*Detection examples*.
+--
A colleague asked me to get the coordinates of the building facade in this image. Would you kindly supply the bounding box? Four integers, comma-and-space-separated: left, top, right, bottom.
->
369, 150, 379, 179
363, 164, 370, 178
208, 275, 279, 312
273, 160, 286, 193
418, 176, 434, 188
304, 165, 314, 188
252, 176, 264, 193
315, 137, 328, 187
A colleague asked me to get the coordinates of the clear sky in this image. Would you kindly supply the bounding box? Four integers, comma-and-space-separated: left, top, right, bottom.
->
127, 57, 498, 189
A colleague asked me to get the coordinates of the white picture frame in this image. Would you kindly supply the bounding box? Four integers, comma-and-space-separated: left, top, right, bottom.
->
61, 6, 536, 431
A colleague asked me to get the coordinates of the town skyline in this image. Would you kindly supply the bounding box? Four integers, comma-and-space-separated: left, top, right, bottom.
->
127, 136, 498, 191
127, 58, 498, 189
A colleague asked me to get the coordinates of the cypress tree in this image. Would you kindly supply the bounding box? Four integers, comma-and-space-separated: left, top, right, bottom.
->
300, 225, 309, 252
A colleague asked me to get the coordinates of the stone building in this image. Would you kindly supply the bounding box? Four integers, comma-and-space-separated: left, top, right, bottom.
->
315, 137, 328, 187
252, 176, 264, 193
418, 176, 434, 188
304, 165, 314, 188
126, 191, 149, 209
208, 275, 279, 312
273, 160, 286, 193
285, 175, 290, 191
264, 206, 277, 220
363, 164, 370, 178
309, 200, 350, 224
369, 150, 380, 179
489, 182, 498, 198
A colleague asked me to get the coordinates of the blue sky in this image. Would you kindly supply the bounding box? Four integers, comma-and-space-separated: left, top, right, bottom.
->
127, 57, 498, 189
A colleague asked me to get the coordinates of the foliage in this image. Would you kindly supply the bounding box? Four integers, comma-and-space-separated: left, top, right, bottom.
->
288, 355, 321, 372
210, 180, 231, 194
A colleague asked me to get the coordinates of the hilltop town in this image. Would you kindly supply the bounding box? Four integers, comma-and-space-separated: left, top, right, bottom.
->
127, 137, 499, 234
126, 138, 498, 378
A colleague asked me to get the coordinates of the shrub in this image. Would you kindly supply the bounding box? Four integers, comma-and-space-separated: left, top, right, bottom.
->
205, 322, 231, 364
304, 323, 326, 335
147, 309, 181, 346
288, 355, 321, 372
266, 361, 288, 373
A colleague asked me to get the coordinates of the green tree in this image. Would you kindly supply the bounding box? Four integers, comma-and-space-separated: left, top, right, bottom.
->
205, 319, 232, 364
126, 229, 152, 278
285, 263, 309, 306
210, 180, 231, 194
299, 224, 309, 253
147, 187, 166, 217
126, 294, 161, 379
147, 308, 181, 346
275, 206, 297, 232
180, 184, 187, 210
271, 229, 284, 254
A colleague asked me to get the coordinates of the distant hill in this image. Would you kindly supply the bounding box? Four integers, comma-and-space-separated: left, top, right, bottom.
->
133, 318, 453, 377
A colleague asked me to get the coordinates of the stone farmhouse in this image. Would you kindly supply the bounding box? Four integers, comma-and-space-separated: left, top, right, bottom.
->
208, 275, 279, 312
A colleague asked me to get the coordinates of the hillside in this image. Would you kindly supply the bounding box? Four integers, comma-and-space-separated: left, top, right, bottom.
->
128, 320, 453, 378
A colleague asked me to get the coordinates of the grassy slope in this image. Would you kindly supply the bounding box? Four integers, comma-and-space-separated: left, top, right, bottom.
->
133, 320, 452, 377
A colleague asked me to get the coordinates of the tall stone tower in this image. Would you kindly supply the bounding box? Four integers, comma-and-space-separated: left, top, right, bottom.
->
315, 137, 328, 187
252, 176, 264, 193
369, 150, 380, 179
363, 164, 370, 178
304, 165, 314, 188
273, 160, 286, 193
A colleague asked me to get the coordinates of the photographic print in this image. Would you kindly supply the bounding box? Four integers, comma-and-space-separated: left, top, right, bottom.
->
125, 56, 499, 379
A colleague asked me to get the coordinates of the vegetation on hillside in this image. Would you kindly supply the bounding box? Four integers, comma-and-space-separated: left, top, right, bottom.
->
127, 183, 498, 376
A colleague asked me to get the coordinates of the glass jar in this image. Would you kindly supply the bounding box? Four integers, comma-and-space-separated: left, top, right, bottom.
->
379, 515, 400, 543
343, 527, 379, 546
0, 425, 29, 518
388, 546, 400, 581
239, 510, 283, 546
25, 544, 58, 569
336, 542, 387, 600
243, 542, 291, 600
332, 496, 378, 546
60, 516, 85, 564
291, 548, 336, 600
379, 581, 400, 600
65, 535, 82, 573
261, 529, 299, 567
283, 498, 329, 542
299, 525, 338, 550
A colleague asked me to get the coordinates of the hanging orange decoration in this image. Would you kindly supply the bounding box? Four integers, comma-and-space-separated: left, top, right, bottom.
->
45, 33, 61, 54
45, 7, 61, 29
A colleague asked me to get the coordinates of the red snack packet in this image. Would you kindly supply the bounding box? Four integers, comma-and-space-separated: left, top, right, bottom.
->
+--
*WHAT YOU SHOULD DO*. Could you put every line of the rows above into a two-column Markdown table headed No. and Text, numbering the lines in order and leaving out any blank ones?

*ANSWER IN FULL*.
| No. | Text |
|---|---|
| 1 | A colleague asked me to get the coordinates of the building facade in this image. Would you kindly supply the bounding box? Four integers, comma-and-space-separated: left, top, right, bottom. |
| 2 | -> |
| 3 | 369, 150, 379, 179 |
| 4 | 363, 164, 370, 178 |
| 5 | 208, 275, 279, 312 |
| 6 | 273, 160, 286, 193 |
| 7 | 418, 176, 434, 188 |
| 8 | 304, 165, 314, 188 |
| 9 | 252, 176, 264, 193 |
| 10 | 315, 137, 328, 187 |
| 11 | A colleague asked me to get the coordinates of the clear sky in this image. Would you kindly supply the bounding box? Four integers, comma-and-space-separated: left, top, right, bottom. |
| 12 | -> |
| 13 | 127, 57, 498, 189 |
| 14 | A colleague asked me to get the coordinates of the white picture frame in this image. Would you kindly supply the bounding box? Four integers, comma-and-space-separated: left, top, right, bottom. |
| 15 | -> |
| 16 | 61, 6, 536, 431 |
| 17 | A colleague asked me to get the coordinates of the town skyline in this image. Would you kindly supply the bounding box? Four integers, comma-and-space-separated: left, top, right, bottom. |
| 18 | -> |
| 19 | 127, 136, 498, 191 |
| 20 | 127, 58, 498, 189 |
| 21 | A colleague asked me to get the coordinates of the cypress tree in this image. Would you kindly supply the bounding box? Four integers, comma-and-space-separated: left, top, right, bottom. |
| 22 | -> |
| 23 | 300, 225, 309, 252 |
| 24 | A colleague asked me to get the coordinates of the stone building in this image. Would you kindly supply the bounding box? Four integers, comma-and-space-separated: left, top, right, bottom. |
| 25 | -> |
| 26 | 315, 137, 328, 187 |
| 27 | 252, 176, 264, 193 |
| 28 | 418, 176, 434, 188 |
| 29 | 304, 165, 314, 188 |
| 30 | 126, 191, 149, 209 |
| 31 | 208, 275, 279, 312 |
| 32 | 273, 160, 286, 193 |
| 33 | 285, 175, 290, 191 |
| 34 | 264, 206, 277, 220 |
| 35 | 363, 164, 370, 178 |
| 36 | 309, 200, 350, 224 |
| 37 | 369, 150, 380, 179 |
| 38 | 489, 182, 498, 198 |
| 39 | A colleague asked me to get the coordinates of the blue sky in this image. Would you kindly supply the bounding box? Four integers, comma-and-space-separated: left, top, right, bottom. |
| 40 | -> |
| 41 | 127, 57, 498, 189 |
| 42 | A colleague asked me to get the coordinates of the foliage in this image. Would you kindly supply the bounding box? Four integers, comma-and-space-separated: left, top, right, bottom. |
| 43 | -> |
| 44 | 288, 355, 321, 372 |
| 45 | 210, 180, 231, 194 |
| 46 | A colleague asked me to get the coordinates of the hilltop town in this image. Would you kindly supply the bounding box? Four integers, comma-and-space-separated: left, top, right, bottom. |
| 47 | -> |
| 48 | 127, 137, 499, 234 |
| 49 | 126, 138, 498, 378 |
| 50 | A colleague asked me to get the coordinates of the shrub in this image. Would you kindly supply the bounding box? Four integers, comma-and-space-separated: left, top, right, bottom. |
| 51 | -> |
| 52 | 205, 322, 231, 364 |
| 53 | 304, 323, 326, 335 |
| 54 | 147, 309, 181, 346 |
| 55 | 288, 355, 321, 372 |
| 56 | 266, 361, 288, 373 |
| 57 | A colleague asked me to get the coordinates of the green tree in this image. Would you kindly supply the bounding box? Four integers, comma-and-space-separated: left, top, right, bottom. |
| 58 | -> |
| 59 | 205, 319, 232, 364 |
| 60 | 126, 229, 152, 278 |
| 61 | 285, 263, 309, 306 |
| 62 | 210, 180, 231, 194 |
| 63 | 299, 224, 309, 253 |
| 64 | 147, 187, 166, 217 |
| 65 | 126, 294, 161, 379 |
| 66 | 147, 308, 181, 346 |
| 67 | 275, 206, 297, 232 |
| 68 | 180, 184, 187, 210 |
| 69 | 271, 229, 284, 254 |
| 70 | A colleague asked me to get the coordinates of the distant hill in this image. Would you kindly supply the bounding box? Four integers, comma-and-space-separated: left, top, right, bottom. |
| 71 | -> |
| 72 | 133, 318, 453, 377 |
| 73 | A colleague asked me to get the coordinates of the stone farmhouse in this image. Would you kindly supply the bounding box? Four integers, comma-and-space-separated: left, top, right, bottom. |
| 74 | -> |
| 75 | 208, 275, 279, 312 |
| 76 | A colleague asked me to get the coordinates of the hillside in this image. Would you kindly supply the bounding box? Four integers, comma-and-space-separated: left, top, right, bottom. |
| 77 | -> |
| 78 | 128, 320, 453, 378 |
| 79 | A colleague asked me to get the coordinates of the grassy slope in this image. Would you kindly supply the bounding box? Four integers, comma-and-space-separated: left, top, right, bottom. |
| 80 | -> |
| 81 | 133, 320, 452, 377 |
| 82 | A colleague asked me to get the coordinates of the tall stone tower in this image. Would you kindly supply the bounding box? Four integers, comma-and-space-separated: left, top, right, bottom. |
| 83 | -> |
| 84 | 315, 137, 328, 187 |
| 85 | 252, 176, 264, 193 |
| 86 | 369, 150, 380, 179 |
| 87 | 363, 164, 370, 178 |
| 88 | 304, 165, 314, 188 |
| 89 | 273, 160, 286, 193 |
| 90 | A colleague asked me to get the coordinates of the photographic print in this image. Would you kindly supply the bounding box? Four integers, comma-and-space-separated: left, top, right, bottom. |
| 91 | -> |
| 92 | 125, 56, 499, 379 |
| 93 | A colleague asked me to get the coordinates of the vegetation on hillside in this image. Would you kindly supply the bounding box? Four integers, comma-and-space-separated: left, top, right, bottom. |
| 94 | -> |
| 95 | 127, 183, 498, 376 |
| 96 | A colleague asked me to get the coordinates of the glass jar in this image. Would you kindly supply the bounding box? Four integers, comma-and-space-separated: left, top, right, bottom. |
| 97 | -> |
| 98 | 379, 515, 400, 543 |
| 99 | 343, 527, 379, 546 |
| 100 | 0, 425, 29, 518 |
| 101 | 388, 546, 400, 581 |
| 102 | 239, 510, 283, 546 |
| 103 | 25, 544, 58, 569 |
| 104 | 336, 542, 387, 600 |
| 105 | 243, 542, 291, 600 |
| 106 | 332, 496, 378, 546 |
| 107 | 60, 516, 85, 564 |
| 108 | 291, 548, 336, 600 |
| 109 | 379, 581, 400, 600 |
| 110 | 65, 535, 82, 573 |
| 111 | 261, 529, 299, 567 |
| 112 | 283, 498, 329, 542 |
| 113 | 299, 525, 338, 550 |
| 114 | A colleague asked me to get the coordinates of the hanging orange decoration in this image. Would you kindly supply the bounding box? Four integers, comma-and-space-separated: left, top, right, bottom. |
| 115 | -> |
| 116 | 45, 33, 61, 54 |
| 117 | 45, 7, 61, 29 |
| 118 | A colleague asked me to get the coordinates of the red snack packet in this image. Would you kindly supply the bounding box? Four integers, comma-and-space-separated: left, top, right, bottom. |
| 119 | -> |